**Text provided:**
In the thirty-seven years since Roe V. Wade was decided, we have seen women's access to abortion slowly eroded. There have been legal restrictions, mandatory waiting periods, prohibitions on federal funding, clinic closings, murders of providers, bomb threats, campaigns to stigmatize the procedure, and attempts to ban the procedure completely.
Yet, on this anniversary of Roe. V. Wade, Congress could pass one of the biggest restrictions to abortion access thus far. The health care reform bill, while currently in flux, contains language that would essentially eliminate insurance coverage for any and all abortions, leaving women much worse off than they were before.
Which leaves me begging the question: when will this country realize that abortion care is health care?
It was health care when, for example, a good friend of mine was diagnosed with breast cancer right in the middle of a very wanted pregnancy. She was put in a heartbreaking position: forgo her own lifesaving treatment and continue the pregnancy; or select to have an abortion and undergo chemotherapy, in the hopes that she could become pregnant again at a later time.

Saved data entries

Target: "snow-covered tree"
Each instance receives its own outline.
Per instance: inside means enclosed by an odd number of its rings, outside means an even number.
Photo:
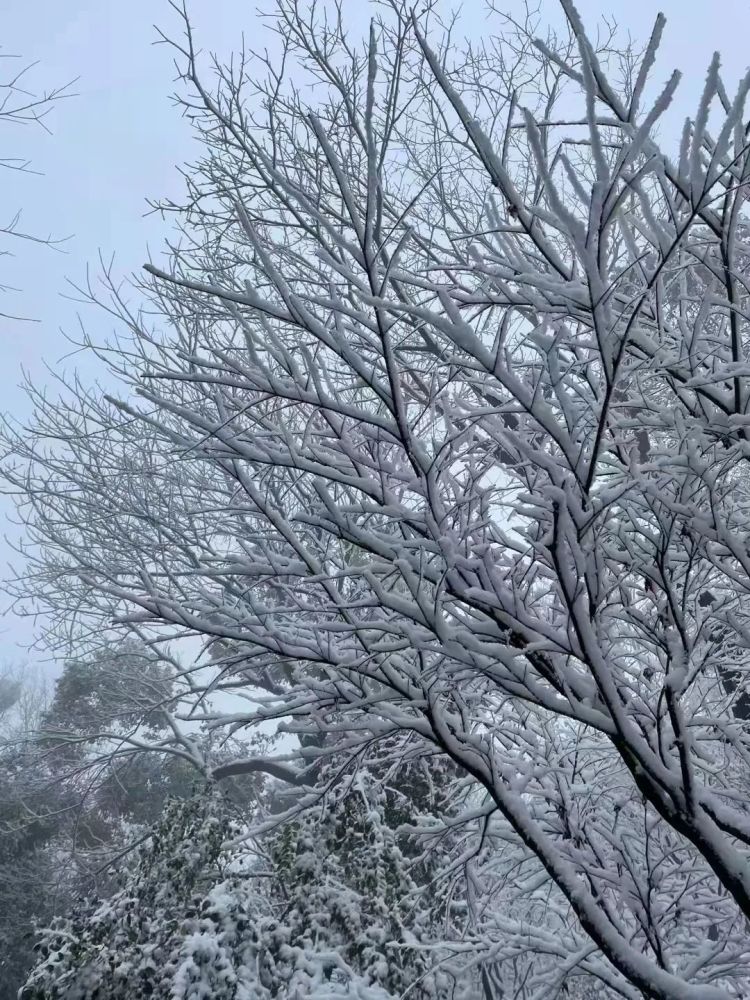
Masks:
[[[729,94],[717,57],[669,148],[663,19],[636,58],[563,10],[564,37],[499,19],[459,51],[401,0],[362,43],[279,0],[278,57],[211,83],[185,24],[203,153],[143,309],[112,279],[121,391],[30,387],[7,429],[19,607],[78,649],[198,637],[154,745],[285,778],[289,818],[329,760],[448,758],[434,834],[488,997],[515,967],[534,1000],[582,976],[727,1000],[750,981],[750,76]],[[214,766],[191,736],[279,720],[299,747],[271,758]]]
[[[243,862],[219,793],[170,802],[120,888],[42,933],[23,1000],[434,996],[418,921],[405,927],[408,874],[372,805],[360,781]]]

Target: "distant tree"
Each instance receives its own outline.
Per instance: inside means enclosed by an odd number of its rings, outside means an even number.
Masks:
[[[31,386],[7,429],[15,592],[76,651],[200,644],[164,732],[118,729],[123,752],[283,778],[279,823],[332,761],[397,784],[449,759],[431,830],[487,1000],[584,977],[728,1000],[750,982],[750,74],[729,94],[714,59],[672,148],[663,18],[636,56],[562,6],[560,37],[497,14],[461,48],[431,3],[374,5],[356,41],[335,4],[279,0],[279,59],[210,82],[186,21],[181,236],[140,311],[110,279],[120,391]],[[273,754],[214,755],[276,726]]]

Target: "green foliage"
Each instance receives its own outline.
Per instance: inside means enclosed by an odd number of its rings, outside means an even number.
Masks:
[[[233,895],[222,852],[230,832],[213,790],[170,800],[117,892],[83,901],[43,932],[24,1000],[236,996],[231,955],[244,921],[220,905]]]

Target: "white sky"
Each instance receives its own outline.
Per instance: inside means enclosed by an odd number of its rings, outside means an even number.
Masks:
[[[502,0],[498,0],[502,3]],[[229,54],[243,32],[257,38],[257,0],[192,0],[190,10],[204,49]],[[555,0],[541,0],[553,22],[560,19]],[[272,0],[261,6],[268,9]],[[522,9],[506,0],[506,9]],[[353,23],[366,27],[368,0],[344,0]],[[732,89],[750,63],[750,3],[747,0],[578,0],[588,26],[612,16],[622,30],[645,41],[657,10],[667,29],[656,79],[672,68],[684,72],[676,111],[695,107],[714,50],[722,53],[725,79]],[[0,52],[18,54],[21,62],[38,61],[28,80],[35,90],[79,77],[77,96],[62,103],[48,120],[46,135],[31,129],[0,129],[0,156],[24,156],[43,176],[0,173],[0,223],[23,209],[22,228],[38,235],[71,235],[65,253],[0,240],[0,282],[19,291],[0,297],[0,311],[33,316],[36,323],[0,319],[0,409],[17,415],[26,410],[18,388],[21,367],[35,380],[49,381],[45,363],[58,372],[85,362],[67,358],[63,332],[75,333],[80,307],[63,296],[66,279],[82,282],[87,266],[95,272],[101,254],[115,254],[116,270],[127,274],[158,253],[165,224],[145,217],[146,198],[181,190],[176,165],[189,160],[194,147],[187,122],[171,102],[174,71],[163,46],[154,46],[154,22],[168,32],[178,27],[167,0],[2,0]],[[465,0],[465,23],[472,33],[486,30],[482,0]],[[0,62],[7,76],[7,64]],[[92,332],[104,335],[107,319],[88,309]],[[65,359],[65,360],[63,360]],[[5,505],[7,509],[7,505]],[[0,515],[3,504],[0,503]],[[9,527],[11,534],[14,529]],[[12,554],[0,545],[0,576]],[[26,658],[21,648],[30,624],[11,613],[0,622],[0,662]],[[33,657],[32,657],[33,658]]]

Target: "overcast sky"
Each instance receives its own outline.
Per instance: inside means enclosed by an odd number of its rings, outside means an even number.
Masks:
[[[267,0],[265,8],[270,8]],[[228,55],[243,32],[257,39],[256,0],[192,0],[198,40],[207,50]],[[508,0],[510,10],[519,8]],[[344,0],[347,15],[369,17],[367,0]],[[550,20],[559,20],[554,0],[542,0]],[[579,0],[588,25],[611,15],[620,28],[643,41],[657,7],[648,0]],[[694,108],[714,50],[722,54],[726,81],[736,84],[750,62],[750,4],[747,0],[668,0],[661,5],[667,30],[657,77],[679,67],[685,74],[676,111]],[[47,380],[45,363],[55,371],[81,367],[65,358],[70,348],[62,331],[74,332],[80,306],[66,299],[66,280],[80,283],[87,267],[98,268],[99,254],[115,255],[123,274],[158,253],[164,223],[145,216],[146,198],[179,193],[176,166],[194,149],[187,123],[175,110],[174,71],[164,46],[154,45],[156,22],[167,32],[178,22],[167,0],[2,0],[1,51],[21,62],[38,62],[28,78],[41,90],[78,77],[77,96],[61,103],[49,119],[52,135],[39,131],[0,130],[0,156],[30,157],[42,176],[0,175],[0,222],[23,209],[22,228],[56,237],[70,236],[64,253],[15,241],[0,243],[13,258],[0,258],[0,283],[17,286],[0,298],[0,312],[34,317],[35,323],[0,319],[0,409],[23,414],[18,384],[22,366]],[[463,4],[468,30],[485,30],[482,0]],[[8,63],[0,72],[8,75]],[[105,334],[106,319],[88,310],[93,331]],[[93,372],[84,371],[92,376]],[[2,514],[2,505],[0,505]],[[9,530],[13,530],[12,528]],[[0,564],[10,558],[0,546]],[[22,646],[30,626],[12,614],[0,622],[0,662],[26,657]]]

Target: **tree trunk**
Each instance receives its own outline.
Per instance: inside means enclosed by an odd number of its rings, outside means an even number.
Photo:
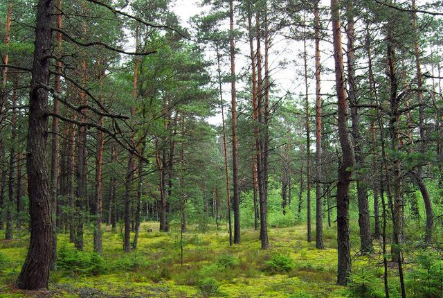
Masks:
[[[423,85],[422,78],[422,65],[420,62],[420,52],[418,47],[418,35],[419,32],[417,26],[417,17],[416,17],[416,7],[415,7],[415,0],[412,0],[412,21],[413,21],[413,27],[415,31],[414,36],[414,52],[415,54],[415,66],[417,69],[417,101],[420,106],[419,107],[419,130],[420,132],[420,153],[422,155],[426,154],[426,136],[424,131],[424,108],[422,104],[422,87]],[[419,189],[420,190],[420,193],[422,193],[422,197],[423,198],[423,201],[424,202],[424,207],[426,213],[426,233],[424,236],[424,242],[426,245],[429,245],[431,242],[432,239],[432,225],[433,225],[433,213],[432,211],[432,202],[431,201],[431,198],[429,197],[429,193],[428,191],[428,189],[426,187],[426,184],[423,181],[423,168],[422,166],[419,166],[417,168],[417,173],[414,175],[415,180],[417,181],[417,184],[418,184]]]
[[[15,80],[14,90],[12,97],[12,112],[11,112],[11,148],[9,153],[9,177],[8,183],[8,198],[9,202],[6,205],[6,231],[5,233],[6,239],[12,238],[12,229],[14,225],[14,168],[15,167],[15,146],[17,136],[17,89],[18,88],[18,77]]]
[[[11,28],[11,12],[12,11],[12,2],[10,1],[8,5],[8,10],[6,11],[6,22],[5,24],[5,37],[3,42],[5,45],[8,45],[10,40],[10,28]],[[9,55],[5,55],[4,57],[1,57],[3,62],[5,65],[8,65],[9,62]],[[5,114],[3,112],[3,107],[6,103],[6,82],[8,81],[8,67],[4,67],[1,69],[1,90],[0,91],[0,132],[3,128],[3,121],[4,120]],[[6,187],[6,155],[5,150],[5,144],[3,142],[3,139],[0,138],[0,158],[1,158],[1,179],[0,181],[0,229],[3,229],[3,215],[1,212],[3,211],[5,203],[5,189]],[[8,216],[6,216],[8,218]]]
[[[234,211],[234,243],[240,243],[240,209],[238,179],[238,140],[237,137],[237,94],[235,90],[235,42],[234,40],[234,6],[229,1],[230,55],[231,128],[233,138],[233,209]]]
[[[337,283],[345,286],[351,272],[350,242],[349,230],[349,185],[351,168],[354,164],[354,148],[349,138],[347,129],[347,102],[345,89],[343,56],[340,31],[340,9],[337,0],[331,0],[334,58],[335,60],[336,89],[338,107],[338,139],[341,147],[342,159],[338,168],[337,184]]]
[[[57,0],[57,6],[55,6],[57,13],[57,28],[58,29],[62,28],[62,0]],[[57,32],[55,33],[57,46],[57,58],[56,63],[56,70],[57,74],[55,75],[55,79],[54,82],[54,89],[57,94],[62,94],[62,85],[60,83],[61,76],[60,73],[62,73],[62,33]],[[54,98],[54,114],[58,114],[60,109],[60,102]],[[52,202],[52,211],[53,211],[53,254],[51,267],[52,269],[55,268],[55,261],[57,261],[57,201],[58,197],[58,119],[57,117],[53,117],[52,125],[52,144],[51,144],[51,191],[53,199]]]
[[[269,245],[268,240],[267,227],[267,210],[268,202],[266,196],[264,185],[264,166],[263,164],[263,148],[264,140],[262,137],[262,125],[264,122],[262,103],[263,103],[263,83],[262,79],[262,53],[261,53],[261,29],[260,29],[260,13],[256,12],[255,26],[257,31],[257,129],[256,133],[257,146],[257,174],[258,179],[258,193],[260,200],[260,240],[262,249],[266,249]]]
[[[222,108],[222,125],[223,128],[223,155],[224,157],[224,174],[226,181],[226,205],[228,207],[228,225],[229,233],[229,245],[233,245],[232,220],[230,218],[230,188],[229,186],[229,170],[228,167],[228,141],[226,137],[226,125],[224,121],[224,100],[223,100],[223,90],[222,89],[222,70],[220,67],[219,49],[217,48],[217,65],[219,81],[219,91],[220,93],[220,106]]]
[[[306,13],[305,14],[306,21]],[[307,242],[311,242],[312,236],[311,233],[311,126],[309,123],[309,100],[308,97],[307,86],[307,53],[306,49],[306,26],[304,26],[303,34],[303,61],[305,69],[305,109],[306,121],[306,187],[307,187]]]
[[[30,238],[24,265],[17,281],[18,288],[48,288],[51,259],[51,198],[46,160],[48,128],[48,91],[40,85],[49,83],[51,53],[53,1],[39,0],[37,5],[34,61],[29,96],[29,126],[26,168],[30,218]]]
[[[248,6],[248,30],[249,37],[249,55],[251,58],[251,77],[252,77],[252,103],[253,109],[253,119],[254,119],[254,139],[255,143],[255,151],[256,153],[253,155],[252,157],[252,175],[253,175],[253,200],[254,200],[254,229],[258,228],[258,217],[259,211],[257,206],[257,195],[259,193],[259,179],[257,173],[257,164],[260,162],[257,157],[259,157],[259,138],[260,133],[258,131],[258,114],[257,114],[257,70],[255,67],[255,53],[254,52],[254,28],[252,26],[252,10],[251,5]]]
[[[370,220],[369,218],[369,203],[368,201],[368,191],[364,182],[364,175],[361,174],[361,169],[364,167],[365,158],[362,152],[361,144],[363,139],[360,134],[360,115],[356,105],[358,104],[358,94],[355,82],[355,53],[354,53],[354,16],[352,4],[348,4],[347,26],[346,35],[347,36],[347,84],[349,88],[350,102],[351,107],[351,119],[352,123],[352,134],[354,138],[354,152],[355,153],[356,166],[358,170],[356,173],[357,186],[357,201],[359,206],[359,226],[360,227],[360,252],[362,254],[372,252],[372,247]]]
[[[17,229],[21,229],[21,152],[19,152],[17,157]]]
[[[314,10],[315,27],[315,61],[316,61],[316,247],[319,249],[325,248],[323,243],[323,202],[321,189],[321,94],[320,79],[320,12],[318,1],[316,1]]]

**Task brief:**
Write the next part of the piece on abortion care and the Roe v. Wade anniversary, picking up after its final sentence.

**Response:**
Under the restrictive language currently being considered by Congress, her abortion would not have been covered by her insurance, leaving her to face not only the anxiety of a medical procedure but the added stress of how to pay for it.
It's also health care when you're talking about some of the youngest patients we see. There are very real medical reasons why a young girl should not carry a pregnancy to term. While their situation may not be life-threatening, a pregnancy at that age can do severe, lasting damage to the girl's physical health.
Yet under the language being considered by Congress, these girls would not be able to have their abortions covered by medical insurance.
Neither would insurance cover an abortion for a woman who found out her fetus would not live for longer than a few hours past birth. Nor would it cover an abortion for a woman who found out that carrying a pregnancy to term would severely damage her health and/or her ability to bear children in the future. The bill's language only contains exceptions for life-threatening situations, not ones that just threaten a woman's general health.
Women will not stop getting abortions. The restrictive language in health care reform does nothing to change the reasons why women decide to get abortions; it only changes whether or not insurance policies will help pay for them. What this language will do, however, is make it more difficult to obtain a safe abortion. Women will delay care, or resort to increasingly more desperate means to raise money for the procedure, or find someone who will perform the procedure at a price they can afford.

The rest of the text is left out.